**WORK TO BE COMPLETED**
Below are entries. Pull out all lines containing "door".

(Data items)
===

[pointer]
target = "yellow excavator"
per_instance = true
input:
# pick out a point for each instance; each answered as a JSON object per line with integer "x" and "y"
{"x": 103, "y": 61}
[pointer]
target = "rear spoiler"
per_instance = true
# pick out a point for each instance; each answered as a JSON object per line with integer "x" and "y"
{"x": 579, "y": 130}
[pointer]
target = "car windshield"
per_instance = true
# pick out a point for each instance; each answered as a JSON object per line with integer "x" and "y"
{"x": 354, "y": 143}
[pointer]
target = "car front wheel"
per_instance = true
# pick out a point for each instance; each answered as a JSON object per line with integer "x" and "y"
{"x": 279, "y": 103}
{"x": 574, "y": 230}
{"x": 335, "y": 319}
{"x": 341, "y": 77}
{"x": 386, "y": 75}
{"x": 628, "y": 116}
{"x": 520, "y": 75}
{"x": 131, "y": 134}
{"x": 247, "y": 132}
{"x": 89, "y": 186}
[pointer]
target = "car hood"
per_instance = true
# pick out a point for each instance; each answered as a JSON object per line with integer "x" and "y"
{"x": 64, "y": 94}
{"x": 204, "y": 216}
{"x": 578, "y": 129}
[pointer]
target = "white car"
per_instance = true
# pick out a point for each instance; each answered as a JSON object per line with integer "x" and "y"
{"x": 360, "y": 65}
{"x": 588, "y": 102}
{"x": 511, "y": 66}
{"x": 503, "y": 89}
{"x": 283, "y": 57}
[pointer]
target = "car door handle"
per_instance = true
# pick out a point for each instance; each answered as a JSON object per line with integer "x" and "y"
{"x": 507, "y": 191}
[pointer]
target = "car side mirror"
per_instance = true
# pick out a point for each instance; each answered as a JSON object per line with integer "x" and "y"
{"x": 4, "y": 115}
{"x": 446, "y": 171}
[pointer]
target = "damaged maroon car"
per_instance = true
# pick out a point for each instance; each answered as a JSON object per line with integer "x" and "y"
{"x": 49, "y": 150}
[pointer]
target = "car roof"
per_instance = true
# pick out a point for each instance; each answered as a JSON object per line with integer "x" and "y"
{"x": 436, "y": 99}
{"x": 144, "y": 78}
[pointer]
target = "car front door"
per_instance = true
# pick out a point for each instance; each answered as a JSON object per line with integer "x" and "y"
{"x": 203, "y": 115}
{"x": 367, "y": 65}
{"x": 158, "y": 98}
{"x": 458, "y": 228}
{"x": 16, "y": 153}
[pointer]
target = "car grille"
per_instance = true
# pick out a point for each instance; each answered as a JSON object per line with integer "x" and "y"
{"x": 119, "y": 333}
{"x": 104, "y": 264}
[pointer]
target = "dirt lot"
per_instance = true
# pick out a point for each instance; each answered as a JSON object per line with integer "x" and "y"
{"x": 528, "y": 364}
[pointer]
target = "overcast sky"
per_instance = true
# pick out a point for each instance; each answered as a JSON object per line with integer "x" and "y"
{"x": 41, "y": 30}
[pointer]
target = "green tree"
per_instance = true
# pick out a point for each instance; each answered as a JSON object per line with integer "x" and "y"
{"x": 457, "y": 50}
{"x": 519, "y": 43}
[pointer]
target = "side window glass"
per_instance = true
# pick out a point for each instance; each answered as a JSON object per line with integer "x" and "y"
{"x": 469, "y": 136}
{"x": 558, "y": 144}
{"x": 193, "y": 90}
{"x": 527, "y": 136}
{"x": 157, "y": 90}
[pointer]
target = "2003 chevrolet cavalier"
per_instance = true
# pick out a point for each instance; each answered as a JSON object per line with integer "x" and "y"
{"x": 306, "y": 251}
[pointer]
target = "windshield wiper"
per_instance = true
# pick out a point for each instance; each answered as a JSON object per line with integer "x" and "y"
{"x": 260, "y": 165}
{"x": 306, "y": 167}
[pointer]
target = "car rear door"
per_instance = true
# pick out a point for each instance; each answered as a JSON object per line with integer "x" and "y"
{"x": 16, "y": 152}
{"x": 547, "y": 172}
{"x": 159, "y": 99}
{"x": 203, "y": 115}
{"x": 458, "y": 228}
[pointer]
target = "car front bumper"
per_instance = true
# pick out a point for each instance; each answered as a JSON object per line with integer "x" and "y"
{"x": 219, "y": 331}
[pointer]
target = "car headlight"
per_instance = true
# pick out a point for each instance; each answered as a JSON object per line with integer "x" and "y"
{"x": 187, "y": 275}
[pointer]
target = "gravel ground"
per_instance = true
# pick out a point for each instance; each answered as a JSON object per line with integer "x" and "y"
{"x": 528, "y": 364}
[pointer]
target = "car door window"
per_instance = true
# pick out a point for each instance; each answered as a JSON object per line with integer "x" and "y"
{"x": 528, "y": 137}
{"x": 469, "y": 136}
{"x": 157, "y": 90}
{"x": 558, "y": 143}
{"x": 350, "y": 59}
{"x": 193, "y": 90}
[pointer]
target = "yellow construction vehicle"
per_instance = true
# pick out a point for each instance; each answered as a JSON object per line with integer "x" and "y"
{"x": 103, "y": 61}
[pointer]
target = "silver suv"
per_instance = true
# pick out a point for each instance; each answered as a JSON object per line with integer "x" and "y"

===

**SOLUTION TO THIS EXERCISE**
target = "car door handle"
target = "car front door"
target = "car rear door"
target = "car door window"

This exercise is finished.